=== INFORMATION PROVIDED ===
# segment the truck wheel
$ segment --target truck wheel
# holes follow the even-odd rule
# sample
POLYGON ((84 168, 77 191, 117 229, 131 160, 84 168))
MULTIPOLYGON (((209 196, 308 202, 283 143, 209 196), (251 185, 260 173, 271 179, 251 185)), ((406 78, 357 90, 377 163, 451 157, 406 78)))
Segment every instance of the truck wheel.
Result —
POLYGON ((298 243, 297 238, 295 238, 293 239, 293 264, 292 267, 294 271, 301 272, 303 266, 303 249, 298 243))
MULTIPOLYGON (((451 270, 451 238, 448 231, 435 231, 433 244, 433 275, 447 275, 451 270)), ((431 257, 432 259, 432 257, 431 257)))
===
▸ **INSTRUCTIONS TO FOLLOW**: Can you retype all of the records above character for character?

▸ **REPLY TO THE EXERCISE**:
# segment the truck wheel
$ segment --target truck wheel
# holes follow the even-odd rule
# sample
POLYGON ((84 168, 77 191, 117 229, 131 160, 84 168))
MULTIPOLYGON (((209 196, 308 202, 283 143, 209 196), (251 185, 260 173, 271 179, 251 185)), ((406 78, 357 90, 377 163, 451 157, 406 78)))
Segment every instance of the truck wheel.
Result —
POLYGON ((298 243, 297 238, 295 238, 293 239, 293 264, 292 267, 294 271, 301 272, 303 266, 303 249, 298 243))
MULTIPOLYGON (((451 270, 451 238, 448 231, 435 231, 433 244, 433 275, 447 275, 451 270)), ((431 257, 432 259, 432 257, 431 257)))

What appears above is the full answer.